Dataset entries
=== Section Start ===

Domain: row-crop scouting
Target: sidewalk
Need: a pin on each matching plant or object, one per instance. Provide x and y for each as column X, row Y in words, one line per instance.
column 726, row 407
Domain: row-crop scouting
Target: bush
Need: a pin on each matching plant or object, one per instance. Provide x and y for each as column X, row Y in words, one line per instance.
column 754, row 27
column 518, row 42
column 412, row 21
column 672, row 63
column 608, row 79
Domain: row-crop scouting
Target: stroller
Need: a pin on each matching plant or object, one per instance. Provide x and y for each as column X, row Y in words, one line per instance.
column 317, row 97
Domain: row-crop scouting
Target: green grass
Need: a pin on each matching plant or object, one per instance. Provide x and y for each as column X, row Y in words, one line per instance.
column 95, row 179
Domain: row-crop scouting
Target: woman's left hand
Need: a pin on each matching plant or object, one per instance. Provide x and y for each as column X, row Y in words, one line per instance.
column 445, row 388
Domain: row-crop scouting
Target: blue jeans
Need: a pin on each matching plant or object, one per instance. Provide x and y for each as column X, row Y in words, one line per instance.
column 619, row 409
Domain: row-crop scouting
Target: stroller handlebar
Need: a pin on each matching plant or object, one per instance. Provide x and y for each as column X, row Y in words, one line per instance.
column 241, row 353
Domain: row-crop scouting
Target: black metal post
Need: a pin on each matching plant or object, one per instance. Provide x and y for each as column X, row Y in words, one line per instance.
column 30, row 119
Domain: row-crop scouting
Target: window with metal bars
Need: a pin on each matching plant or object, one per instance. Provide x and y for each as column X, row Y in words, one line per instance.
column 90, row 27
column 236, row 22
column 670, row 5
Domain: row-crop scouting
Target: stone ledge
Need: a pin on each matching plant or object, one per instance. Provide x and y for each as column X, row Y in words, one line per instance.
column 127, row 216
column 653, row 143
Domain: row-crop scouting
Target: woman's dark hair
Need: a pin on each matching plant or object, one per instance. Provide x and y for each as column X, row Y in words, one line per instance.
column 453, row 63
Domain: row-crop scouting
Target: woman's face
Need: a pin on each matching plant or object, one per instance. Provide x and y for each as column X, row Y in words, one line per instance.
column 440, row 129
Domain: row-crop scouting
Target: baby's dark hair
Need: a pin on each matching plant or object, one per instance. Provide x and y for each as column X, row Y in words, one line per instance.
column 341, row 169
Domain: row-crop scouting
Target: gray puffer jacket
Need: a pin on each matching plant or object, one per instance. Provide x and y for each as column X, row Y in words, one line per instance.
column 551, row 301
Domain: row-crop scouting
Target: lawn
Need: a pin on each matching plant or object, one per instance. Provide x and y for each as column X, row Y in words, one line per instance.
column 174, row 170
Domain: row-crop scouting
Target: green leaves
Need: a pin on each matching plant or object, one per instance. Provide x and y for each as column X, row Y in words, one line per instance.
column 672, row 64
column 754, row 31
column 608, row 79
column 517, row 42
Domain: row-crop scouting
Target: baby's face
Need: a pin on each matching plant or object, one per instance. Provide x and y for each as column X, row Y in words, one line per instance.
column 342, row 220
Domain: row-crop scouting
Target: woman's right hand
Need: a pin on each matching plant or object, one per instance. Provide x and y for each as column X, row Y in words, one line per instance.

=== Section End ===

### ABOUT THIS EXERCISE
The answer must be all of the entries, restated exactly.

### WRITTEN ANSWER
Domain: row-crop scouting
Target: sidewalk
Need: a pin on each matching plant or object, one per instance. Provide x and y for each as column X, row Y in words, one line per instance.
column 726, row 407
Domain: row-crop scouting
Target: bush
Need: a pin on each matching plant or object, one per instance. Provide x and y for each as column X, row Y in words, one line per instance.
column 754, row 27
column 518, row 42
column 412, row 21
column 672, row 63
column 608, row 79
Domain: row-crop scouting
Target: stroller
Need: a pin on each matching plant or object, one per instance. Provide x and y for each as column X, row Y in words, one line per instance.
column 317, row 97
Domain: row-crop scouting
Target: green grass
Need: a pin on each matching plant or object, one per instance. Provide x and y for each as column X, row Y in words, one line per instance.
column 95, row 179
Domain: row-crop scouting
Target: woman's left hand
Need: a pin on each matching plant or object, one per instance. Provide x and y for each as column X, row Y in words, one line per instance.
column 445, row 388
Domain: row-crop scouting
Target: blue jeans
Need: a pin on each matching plant or object, one per instance. Provide x and y for each as column X, row Y in words, one line per instance.
column 619, row 409
Domain: row-crop scouting
Target: stroller handlebar
Need: a pin on each matching plant or object, one per instance. Provide x and y for each as column X, row Y in words, one line per instance.
column 241, row 353
Domain: row-crop scouting
Target: black metal post
Need: a pin on each matching plant or object, one per instance. Provide x and y for each as column X, row Y in words, one line per instance.
column 30, row 119
Domain: row-crop scouting
Target: window with metal bars
Need: a pin on each matching plant or object, one per instance. Provide x and y for each as column X, row Y in words, one line per instance.
column 90, row 27
column 236, row 22
column 670, row 5
Domain: row-crop scouting
Target: stone ledge
Need: a pin on each matching plant or object, one per instance. Provide x and y for each as column X, row Y in words, one line per instance.
column 127, row 216
column 653, row 143
Domain: row-crop scouting
Target: woman's dark hair
Need: a pin on each matching plant or object, one per instance. Provide x and y for each as column X, row Y in words, one line per instance.
column 453, row 63
Domain: row-crop scouting
Target: woman's face
Need: a pin on each matching plant or object, one per instance. Provide x and y for each as column X, row Y in words, one line per instance.
column 440, row 129
Domain: row-crop scouting
Target: baby's dark hair
Need: a pin on each matching plant or object, one per instance. Provide x and y for each as column X, row Y in words, one line per instance.
column 341, row 169
Domain: row-crop scouting
Target: gray puffer jacket
Need: a pin on each matching plant or object, one per instance. Provide x and y for each as column X, row Y in words, one line per instance.
column 551, row 301
Domain: row-crop scouting
Target: lawn
Need: a pin on each matching plant or object, one per instance. Provide x and y for each as column X, row Y in words, one line per instance.
column 174, row 170
Domain: row-crop scouting
Target: green leaves
Need: a pin on each matching plant or object, one per instance. Provide x and y for each as column X, row Y in words, one line per instance.
column 672, row 64
column 754, row 31
column 608, row 79
column 517, row 42
Domain: row-crop scouting
Target: baby's face
Need: a pin on each matching plant or object, one per instance. Provide x and y for each as column X, row Y in words, one line per instance.
column 342, row 220
Domain: row-crop scouting
Target: woman's right hand
Need: a pin on each matching plant or object, one per instance. Provide x and y for each as column X, row Y in words, one line per instance.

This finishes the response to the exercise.